### [The problem]
Write out the lines below word for word, leaving out the picture.

### [Source records]
----

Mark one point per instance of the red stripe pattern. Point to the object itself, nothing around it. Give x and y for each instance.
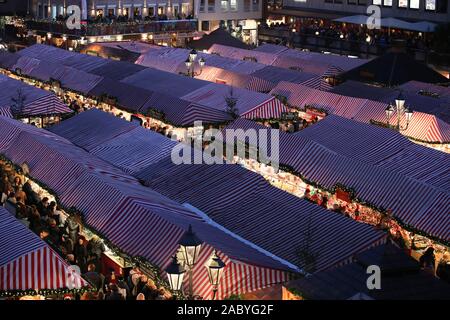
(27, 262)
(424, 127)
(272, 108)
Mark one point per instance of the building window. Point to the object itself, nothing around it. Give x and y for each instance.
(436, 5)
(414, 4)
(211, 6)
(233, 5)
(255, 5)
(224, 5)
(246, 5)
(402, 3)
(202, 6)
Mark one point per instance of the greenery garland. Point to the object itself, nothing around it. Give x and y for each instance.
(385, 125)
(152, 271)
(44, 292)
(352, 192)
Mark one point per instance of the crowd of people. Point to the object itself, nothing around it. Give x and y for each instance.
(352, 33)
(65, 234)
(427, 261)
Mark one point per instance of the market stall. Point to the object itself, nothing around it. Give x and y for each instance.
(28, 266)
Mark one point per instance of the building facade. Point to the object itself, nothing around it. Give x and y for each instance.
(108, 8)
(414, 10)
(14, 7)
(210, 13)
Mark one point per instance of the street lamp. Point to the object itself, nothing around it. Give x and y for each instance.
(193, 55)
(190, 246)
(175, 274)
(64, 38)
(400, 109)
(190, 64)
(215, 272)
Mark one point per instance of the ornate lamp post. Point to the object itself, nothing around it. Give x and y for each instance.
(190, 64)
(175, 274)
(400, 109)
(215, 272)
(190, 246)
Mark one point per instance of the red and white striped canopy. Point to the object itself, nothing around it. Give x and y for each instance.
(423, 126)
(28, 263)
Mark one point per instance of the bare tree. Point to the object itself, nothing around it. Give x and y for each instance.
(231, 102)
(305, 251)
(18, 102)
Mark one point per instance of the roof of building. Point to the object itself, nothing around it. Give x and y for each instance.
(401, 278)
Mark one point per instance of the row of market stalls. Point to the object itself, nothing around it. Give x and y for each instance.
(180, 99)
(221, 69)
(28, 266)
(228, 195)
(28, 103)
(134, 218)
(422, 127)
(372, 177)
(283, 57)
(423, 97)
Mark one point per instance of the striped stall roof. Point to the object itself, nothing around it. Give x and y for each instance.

----

### [Result of the task]
Mark one point per instance of the red stripe pattern. Point to the object itself, nothing around it. Give x and y for each instance.
(27, 262)
(424, 127)
(272, 108)
Mark one point per instance of the building window. Point to the object itself, nothing around it. Give x and y for each instance.
(436, 5)
(414, 4)
(211, 6)
(233, 5)
(255, 5)
(224, 5)
(246, 5)
(402, 3)
(202, 6)
Mark one point per instance of the greenery garland. Point to the object itself, nothing around it. Give x and y for each instance.
(385, 125)
(152, 271)
(44, 292)
(352, 192)
Mark one point per instance of the crowd of people. Point to the object itself, nothing around it. Give x and y for each instance.
(352, 33)
(65, 234)
(427, 261)
Mark one point per instance of the market stall. Point to the object itself, nothing around it. Give x and y for each instance.
(28, 266)
Mark one point per instance of the building facade. Point to the object itself, nothing around it. Give x and y for each instance.
(108, 8)
(414, 10)
(14, 7)
(210, 13)
Mark one point per instance of the street lamp. Point to the object itself, nothing around it. Give x and y for each instance.
(193, 55)
(190, 246)
(175, 274)
(64, 38)
(400, 109)
(190, 64)
(215, 272)
Mark one point per instance of the ornate lamp post. Point to the object itself, nothing around it. Give x and y for each instance.
(190, 64)
(175, 274)
(400, 109)
(215, 272)
(190, 246)
Mark one point per instance of the red and white striped canopy. Point to the object itself, nothing around it. Give x and y for each instance.
(423, 126)
(28, 263)
Mark one point per instance of the bare tree. Point to the object itself, nothing around it. Give x and y for each instance.
(231, 102)
(305, 251)
(18, 102)
Mark one point per instance of the roof of building. Point to the object itself, nothing around it. Give x and y for each instance.
(401, 278)
Mark one point per instance of the row of market stalls. Point to the object itself, nothing around it. Give x and y for each instance.
(180, 99)
(221, 69)
(28, 266)
(228, 195)
(28, 103)
(134, 218)
(422, 127)
(372, 177)
(283, 57)
(423, 97)
Mark one point per instance of the striped stall roof. Point to the object itself, nothing around it. Give x and y for each instance.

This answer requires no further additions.